- **TASK TO COMPLETE**:
Lines holding the word "clicks" are the ones to copy from the data below.

· · ·

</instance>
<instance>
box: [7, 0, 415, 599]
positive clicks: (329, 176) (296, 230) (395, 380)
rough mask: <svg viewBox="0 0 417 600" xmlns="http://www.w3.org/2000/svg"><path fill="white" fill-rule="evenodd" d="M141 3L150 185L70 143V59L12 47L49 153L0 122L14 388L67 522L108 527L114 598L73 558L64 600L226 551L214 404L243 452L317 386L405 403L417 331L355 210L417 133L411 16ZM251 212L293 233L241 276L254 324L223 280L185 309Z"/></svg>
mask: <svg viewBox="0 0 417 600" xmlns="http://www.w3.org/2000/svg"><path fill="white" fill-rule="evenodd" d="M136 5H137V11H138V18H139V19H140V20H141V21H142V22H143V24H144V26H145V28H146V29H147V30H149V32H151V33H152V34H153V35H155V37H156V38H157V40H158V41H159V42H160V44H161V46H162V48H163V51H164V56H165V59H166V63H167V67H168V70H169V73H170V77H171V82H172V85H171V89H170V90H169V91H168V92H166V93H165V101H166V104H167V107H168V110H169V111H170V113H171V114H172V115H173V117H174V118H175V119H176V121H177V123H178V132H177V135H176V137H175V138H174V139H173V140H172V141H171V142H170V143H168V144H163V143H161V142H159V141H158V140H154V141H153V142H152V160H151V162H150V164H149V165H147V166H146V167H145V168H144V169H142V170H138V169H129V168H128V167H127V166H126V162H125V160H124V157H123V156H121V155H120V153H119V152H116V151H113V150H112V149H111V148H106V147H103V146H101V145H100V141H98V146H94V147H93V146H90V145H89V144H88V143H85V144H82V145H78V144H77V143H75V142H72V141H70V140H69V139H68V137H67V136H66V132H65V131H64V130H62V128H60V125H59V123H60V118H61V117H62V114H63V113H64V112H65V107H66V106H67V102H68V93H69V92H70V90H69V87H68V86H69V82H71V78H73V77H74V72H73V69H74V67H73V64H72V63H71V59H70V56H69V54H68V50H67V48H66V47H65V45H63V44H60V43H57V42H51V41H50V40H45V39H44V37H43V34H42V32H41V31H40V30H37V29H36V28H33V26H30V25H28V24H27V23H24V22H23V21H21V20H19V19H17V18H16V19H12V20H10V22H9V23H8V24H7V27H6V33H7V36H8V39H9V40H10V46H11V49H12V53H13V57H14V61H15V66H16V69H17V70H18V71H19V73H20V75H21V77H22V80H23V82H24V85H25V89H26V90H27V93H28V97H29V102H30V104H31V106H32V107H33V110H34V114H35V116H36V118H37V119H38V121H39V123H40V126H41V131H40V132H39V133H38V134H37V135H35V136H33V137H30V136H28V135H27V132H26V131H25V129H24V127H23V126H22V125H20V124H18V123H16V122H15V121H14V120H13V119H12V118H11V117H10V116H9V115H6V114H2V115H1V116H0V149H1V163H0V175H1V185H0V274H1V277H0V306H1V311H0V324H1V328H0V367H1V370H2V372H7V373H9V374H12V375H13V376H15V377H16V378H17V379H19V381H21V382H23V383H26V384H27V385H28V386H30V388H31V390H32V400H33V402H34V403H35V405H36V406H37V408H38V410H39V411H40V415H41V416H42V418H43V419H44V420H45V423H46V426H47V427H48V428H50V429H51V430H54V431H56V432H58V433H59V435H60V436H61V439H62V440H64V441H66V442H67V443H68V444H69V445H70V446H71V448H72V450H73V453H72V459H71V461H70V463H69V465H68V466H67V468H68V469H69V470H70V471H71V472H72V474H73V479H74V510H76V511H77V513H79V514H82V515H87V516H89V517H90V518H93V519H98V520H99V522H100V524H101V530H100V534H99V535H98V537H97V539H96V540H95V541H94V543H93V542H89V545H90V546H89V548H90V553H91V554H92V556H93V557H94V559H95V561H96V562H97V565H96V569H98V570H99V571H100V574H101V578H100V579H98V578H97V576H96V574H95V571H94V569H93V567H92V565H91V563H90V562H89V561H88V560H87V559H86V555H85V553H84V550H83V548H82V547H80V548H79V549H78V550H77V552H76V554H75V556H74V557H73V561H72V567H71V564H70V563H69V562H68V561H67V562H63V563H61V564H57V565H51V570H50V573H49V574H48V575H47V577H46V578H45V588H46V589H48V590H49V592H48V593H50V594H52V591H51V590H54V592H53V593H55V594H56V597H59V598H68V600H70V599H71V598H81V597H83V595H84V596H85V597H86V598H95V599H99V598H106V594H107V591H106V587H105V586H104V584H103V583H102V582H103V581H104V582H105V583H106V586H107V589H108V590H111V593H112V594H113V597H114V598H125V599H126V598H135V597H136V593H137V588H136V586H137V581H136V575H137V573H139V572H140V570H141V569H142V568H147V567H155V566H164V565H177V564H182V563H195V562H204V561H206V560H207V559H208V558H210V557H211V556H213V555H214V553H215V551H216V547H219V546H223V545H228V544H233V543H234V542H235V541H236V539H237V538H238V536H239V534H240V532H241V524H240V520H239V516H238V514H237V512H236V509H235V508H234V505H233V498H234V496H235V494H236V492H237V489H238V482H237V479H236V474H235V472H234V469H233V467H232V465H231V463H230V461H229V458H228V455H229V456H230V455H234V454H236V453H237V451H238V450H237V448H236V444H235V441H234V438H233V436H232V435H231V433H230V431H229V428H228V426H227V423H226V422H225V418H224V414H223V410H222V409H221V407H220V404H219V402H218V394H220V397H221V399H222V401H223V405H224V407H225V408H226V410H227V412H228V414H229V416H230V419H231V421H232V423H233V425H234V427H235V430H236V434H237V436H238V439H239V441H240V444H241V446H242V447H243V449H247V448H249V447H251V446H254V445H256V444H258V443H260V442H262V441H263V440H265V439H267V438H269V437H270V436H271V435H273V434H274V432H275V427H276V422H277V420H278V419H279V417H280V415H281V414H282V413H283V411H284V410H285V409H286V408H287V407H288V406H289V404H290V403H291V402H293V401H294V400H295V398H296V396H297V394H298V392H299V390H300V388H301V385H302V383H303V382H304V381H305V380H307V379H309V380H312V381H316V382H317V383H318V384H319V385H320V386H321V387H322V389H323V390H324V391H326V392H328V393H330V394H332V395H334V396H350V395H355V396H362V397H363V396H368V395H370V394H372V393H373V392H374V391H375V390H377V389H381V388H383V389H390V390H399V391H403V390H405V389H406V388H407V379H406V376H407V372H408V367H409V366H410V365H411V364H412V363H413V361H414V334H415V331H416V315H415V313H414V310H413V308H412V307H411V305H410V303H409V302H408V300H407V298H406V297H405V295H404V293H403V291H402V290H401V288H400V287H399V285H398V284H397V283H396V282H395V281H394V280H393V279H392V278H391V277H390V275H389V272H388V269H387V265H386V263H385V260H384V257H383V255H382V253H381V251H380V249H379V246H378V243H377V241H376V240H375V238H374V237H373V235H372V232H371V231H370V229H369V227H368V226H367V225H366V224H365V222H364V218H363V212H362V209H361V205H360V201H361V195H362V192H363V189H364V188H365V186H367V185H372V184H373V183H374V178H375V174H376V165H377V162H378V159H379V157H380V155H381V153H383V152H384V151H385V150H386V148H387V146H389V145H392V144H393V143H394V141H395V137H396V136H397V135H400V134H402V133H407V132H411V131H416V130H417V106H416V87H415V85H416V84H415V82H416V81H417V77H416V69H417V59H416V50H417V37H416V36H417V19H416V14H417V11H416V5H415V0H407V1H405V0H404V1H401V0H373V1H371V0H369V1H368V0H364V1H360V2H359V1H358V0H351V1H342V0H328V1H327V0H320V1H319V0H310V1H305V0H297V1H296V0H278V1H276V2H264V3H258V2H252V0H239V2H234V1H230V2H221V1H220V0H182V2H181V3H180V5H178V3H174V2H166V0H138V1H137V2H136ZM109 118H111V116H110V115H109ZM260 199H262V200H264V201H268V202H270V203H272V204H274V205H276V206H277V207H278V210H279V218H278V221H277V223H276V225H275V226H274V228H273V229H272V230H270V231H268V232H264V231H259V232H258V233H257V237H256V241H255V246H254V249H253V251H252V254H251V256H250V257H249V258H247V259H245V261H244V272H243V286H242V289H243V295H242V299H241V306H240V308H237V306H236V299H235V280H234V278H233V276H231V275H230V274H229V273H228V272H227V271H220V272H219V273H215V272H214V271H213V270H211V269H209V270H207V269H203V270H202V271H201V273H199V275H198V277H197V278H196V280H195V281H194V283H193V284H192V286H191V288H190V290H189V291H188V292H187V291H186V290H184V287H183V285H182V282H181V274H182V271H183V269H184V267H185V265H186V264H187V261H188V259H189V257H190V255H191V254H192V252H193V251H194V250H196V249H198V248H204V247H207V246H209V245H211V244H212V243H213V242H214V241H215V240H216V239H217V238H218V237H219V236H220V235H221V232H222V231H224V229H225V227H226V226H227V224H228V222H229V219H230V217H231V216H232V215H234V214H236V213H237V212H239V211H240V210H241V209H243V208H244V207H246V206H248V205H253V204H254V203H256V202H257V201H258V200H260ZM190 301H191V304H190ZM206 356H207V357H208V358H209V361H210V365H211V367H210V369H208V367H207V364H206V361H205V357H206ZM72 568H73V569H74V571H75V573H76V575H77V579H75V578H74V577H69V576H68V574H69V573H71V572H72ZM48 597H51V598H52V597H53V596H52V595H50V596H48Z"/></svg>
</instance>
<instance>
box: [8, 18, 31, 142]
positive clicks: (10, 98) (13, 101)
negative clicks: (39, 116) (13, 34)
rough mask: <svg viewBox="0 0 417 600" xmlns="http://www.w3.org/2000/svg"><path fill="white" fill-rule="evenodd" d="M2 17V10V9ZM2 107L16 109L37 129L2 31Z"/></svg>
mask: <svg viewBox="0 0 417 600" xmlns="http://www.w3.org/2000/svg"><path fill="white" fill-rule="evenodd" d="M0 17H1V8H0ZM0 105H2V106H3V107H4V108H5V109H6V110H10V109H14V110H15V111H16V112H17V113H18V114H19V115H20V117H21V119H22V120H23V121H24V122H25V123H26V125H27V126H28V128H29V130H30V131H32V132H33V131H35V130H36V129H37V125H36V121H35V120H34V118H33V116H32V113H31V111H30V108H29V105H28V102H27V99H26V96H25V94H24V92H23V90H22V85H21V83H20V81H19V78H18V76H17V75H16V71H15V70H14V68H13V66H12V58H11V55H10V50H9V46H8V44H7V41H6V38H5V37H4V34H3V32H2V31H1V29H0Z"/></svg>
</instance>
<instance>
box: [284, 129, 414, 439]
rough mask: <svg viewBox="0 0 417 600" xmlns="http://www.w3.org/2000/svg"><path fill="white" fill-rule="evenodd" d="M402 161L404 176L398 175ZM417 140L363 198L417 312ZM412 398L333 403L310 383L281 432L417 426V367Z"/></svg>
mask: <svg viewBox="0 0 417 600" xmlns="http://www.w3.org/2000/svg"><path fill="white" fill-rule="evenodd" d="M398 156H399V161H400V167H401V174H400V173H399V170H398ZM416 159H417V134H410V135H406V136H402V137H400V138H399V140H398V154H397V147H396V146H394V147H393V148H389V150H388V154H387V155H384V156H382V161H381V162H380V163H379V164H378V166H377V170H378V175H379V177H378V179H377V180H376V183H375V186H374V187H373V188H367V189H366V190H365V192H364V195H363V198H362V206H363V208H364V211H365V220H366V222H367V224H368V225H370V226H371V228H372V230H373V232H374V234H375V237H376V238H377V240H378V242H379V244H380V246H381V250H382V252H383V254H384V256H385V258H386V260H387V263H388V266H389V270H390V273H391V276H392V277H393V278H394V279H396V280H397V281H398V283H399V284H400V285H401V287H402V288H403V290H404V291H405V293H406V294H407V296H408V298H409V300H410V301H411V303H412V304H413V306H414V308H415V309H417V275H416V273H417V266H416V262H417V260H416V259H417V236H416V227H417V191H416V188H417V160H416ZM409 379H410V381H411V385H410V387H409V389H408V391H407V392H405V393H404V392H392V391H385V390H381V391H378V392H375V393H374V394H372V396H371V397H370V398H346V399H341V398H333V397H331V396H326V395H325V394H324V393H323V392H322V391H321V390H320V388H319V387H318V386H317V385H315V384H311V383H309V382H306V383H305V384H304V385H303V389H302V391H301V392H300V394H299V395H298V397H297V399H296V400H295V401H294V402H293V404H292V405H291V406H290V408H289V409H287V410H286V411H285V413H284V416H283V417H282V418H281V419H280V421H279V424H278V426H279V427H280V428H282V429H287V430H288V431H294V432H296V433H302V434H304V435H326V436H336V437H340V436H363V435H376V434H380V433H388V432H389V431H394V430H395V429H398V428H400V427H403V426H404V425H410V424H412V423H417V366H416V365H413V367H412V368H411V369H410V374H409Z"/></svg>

· · ·

- **SOLUTION**:
positive clicks: (329, 176) (296, 230) (395, 380)
positive clicks: (10, 98) (13, 101)
negative clicks: (39, 116) (13, 34)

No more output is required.